# [Given task]
Extract every one of the records below and reproduce each line word for word.

Start of Provided data

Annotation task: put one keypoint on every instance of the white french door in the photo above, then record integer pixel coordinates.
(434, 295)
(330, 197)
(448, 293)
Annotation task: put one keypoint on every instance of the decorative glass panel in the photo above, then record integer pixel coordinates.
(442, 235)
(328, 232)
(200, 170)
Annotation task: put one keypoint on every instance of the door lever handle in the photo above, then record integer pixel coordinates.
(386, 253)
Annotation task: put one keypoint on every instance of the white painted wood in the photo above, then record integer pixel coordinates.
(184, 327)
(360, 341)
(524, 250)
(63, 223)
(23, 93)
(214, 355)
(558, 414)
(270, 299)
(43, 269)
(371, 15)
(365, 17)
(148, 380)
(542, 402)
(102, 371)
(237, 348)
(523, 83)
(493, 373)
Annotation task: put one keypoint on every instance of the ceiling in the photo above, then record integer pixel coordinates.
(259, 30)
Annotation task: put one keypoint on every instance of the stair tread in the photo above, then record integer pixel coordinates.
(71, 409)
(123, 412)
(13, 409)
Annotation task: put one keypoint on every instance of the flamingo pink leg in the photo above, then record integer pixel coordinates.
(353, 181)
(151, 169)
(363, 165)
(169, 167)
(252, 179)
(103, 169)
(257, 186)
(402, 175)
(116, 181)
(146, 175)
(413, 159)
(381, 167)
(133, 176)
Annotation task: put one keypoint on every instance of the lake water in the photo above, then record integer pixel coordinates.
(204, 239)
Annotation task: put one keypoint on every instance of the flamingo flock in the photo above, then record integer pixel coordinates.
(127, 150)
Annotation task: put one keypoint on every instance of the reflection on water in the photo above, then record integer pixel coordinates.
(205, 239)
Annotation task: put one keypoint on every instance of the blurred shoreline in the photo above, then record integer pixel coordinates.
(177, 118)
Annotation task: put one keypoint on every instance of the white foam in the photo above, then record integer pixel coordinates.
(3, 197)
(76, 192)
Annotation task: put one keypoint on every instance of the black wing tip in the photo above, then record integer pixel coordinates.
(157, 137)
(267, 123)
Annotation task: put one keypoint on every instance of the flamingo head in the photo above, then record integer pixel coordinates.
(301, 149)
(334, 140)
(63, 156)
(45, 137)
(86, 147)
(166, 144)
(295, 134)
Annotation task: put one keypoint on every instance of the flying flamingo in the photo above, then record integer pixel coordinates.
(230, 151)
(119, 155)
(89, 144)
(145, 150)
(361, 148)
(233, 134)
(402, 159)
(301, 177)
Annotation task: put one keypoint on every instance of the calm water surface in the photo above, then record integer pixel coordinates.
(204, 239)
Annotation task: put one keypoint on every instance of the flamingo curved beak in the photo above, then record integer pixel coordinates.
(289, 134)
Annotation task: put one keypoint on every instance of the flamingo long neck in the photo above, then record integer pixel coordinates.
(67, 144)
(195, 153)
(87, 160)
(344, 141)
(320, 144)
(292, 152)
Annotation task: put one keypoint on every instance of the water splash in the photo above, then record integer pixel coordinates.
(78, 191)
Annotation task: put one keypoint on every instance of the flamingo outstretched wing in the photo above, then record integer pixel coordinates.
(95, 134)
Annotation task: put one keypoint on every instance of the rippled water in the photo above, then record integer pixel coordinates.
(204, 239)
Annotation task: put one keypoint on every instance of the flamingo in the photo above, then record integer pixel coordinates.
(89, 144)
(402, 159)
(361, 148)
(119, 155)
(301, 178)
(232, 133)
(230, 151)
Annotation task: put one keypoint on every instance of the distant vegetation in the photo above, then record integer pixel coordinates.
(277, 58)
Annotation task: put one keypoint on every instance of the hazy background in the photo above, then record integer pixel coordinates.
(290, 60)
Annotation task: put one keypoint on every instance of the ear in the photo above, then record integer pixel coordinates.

End of Provided data

# [Answer to this problem]
Annotation task: put one keypoint on every instance of the white french door in the photo above, then record integer pixel coordinates.
(434, 295)
(330, 197)
(448, 293)
Annotation task: put one keypoint on every instance of the decorative glass panel in the photo above, then record integer pixel coordinates.
(442, 235)
(328, 232)
(200, 170)
Annotation task: put one keypoint on every instance of the door lever handle in the photo above, then record integer pixel coordinates.
(386, 253)
Annotation task: put one keypoint on every instance of the white painted wood in the photo above, then record integer pixel coordinates.
(184, 327)
(360, 341)
(524, 250)
(63, 223)
(23, 93)
(214, 355)
(558, 414)
(270, 299)
(43, 269)
(371, 15)
(365, 17)
(148, 380)
(542, 402)
(102, 371)
(237, 348)
(523, 83)
(493, 373)
Annotation task: put one keypoint on every instance of the ceiling in the photo above, then record integer pixel coordinates.
(259, 30)
Annotation task: put one keypoint on every instance of the stair tread in the photo above, then record integer pixel coordinates.
(71, 409)
(123, 412)
(13, 409)
Annotation task: put one keypoint on every instance of the flamingo pink leg in the photo above, then record integer pixel coordinates.
(353, 181)
(151, 169)
(363, 165)
(169, 167)
(252, 179)
(103, 169)
(257, 186)
(402, 175)
(116, 181)
(146, 175)
(413, 159)
(381, 167)
(133, 176)
Annotation task: put one keypoint on every instance of the lake water in the photo above, then record integer pixel coordinates.
(204, 239)
Annotation task: put one keypoint on every instance of the flamingo flock in the photo above, then record integer pixel coordinates.
(127, 150)
Annotation task: put one keypoint on every instance of the reflection on water in the photo above, then record integer pixel coordinates.
(205, 239)
Annotation task: put one keypoint on every instance of the blurred shoreline in the photo above, then record integer pixel coordinates.
(177, 118)
Annotation task: put one keypoint on every instance of the white foam in the photo above, then record integer pixel coordinates.
(3, 197)
(76, 192)
Annotation task: put one keypoint on every instance of the black wing tip in the photo above, then record integer pixel coordinates.
(157, 137)
(267, 123)
Annotation task: put one keypoint on every instance of the flamingo head in the photo above, then record integer pixel coordinates.
(301, 149)
(334, 140)
(63, 156)
(45, 137)
(86, 147)
(166, 144)
(295, 134)
Annotation task: put one keypoint on every instance of the flying flamingo in the photo above, then record integer pixel coordinates.
(230, 151)
(119, 155)
(89, 144)
(145, 150)
(361, 148)
(233, 134)
(402, 159)
(301, 177)
Annotation task: put one keypoint on every instance of the calm water surface in the photo above, then record integer pixel coordinates.
(204, 239)
Annotation task: put one keypoint on every instance of the flamingo curved beak in the photo above, then record integer pixel coordinates.
(289, 134)
Annotation task: put one keypoint on every instance of the flamingo long neck in the photo above, then record integer pixel coordinates.
(67, 144)
(195, 153)
(87, 160)
(344, 141)
(320, 144)
(292, 152)
Annotation task: put one keypoint on every instance of the water splash in the photo above, then record integer pixel coordinates.
(78, 191)
Annotation task: put one keypoint on every instance of the flamingo outstretched wing in the photo above, then record integer pixel coordinates.
(95, 134)
Annotation task: put one keypoint on every instance of the rippled water in the photo above, then record integer pixel coordinates.
(204, 239)
Annotation task: put one keypoint on every instance of the flamingo in the photo above, then record integer pixel coordinates.
(89, 144)
(402, 159)
(361, 148)
(119, 155)
(301, 178)
(232, 133)
(230, 151)
Annotation task: put one keypoint on every instance of the distant vegetation in the photo above, then record integer pixel coordinates.
(277, 58)
Annotation task: put one keypoint on every instance of the hazy background in the photo above, then record integer pixel coordinates.
(290, 60)
Annotation task: put one keypoint on every instance of the ear in the photo above, then record integer pixel coordinates.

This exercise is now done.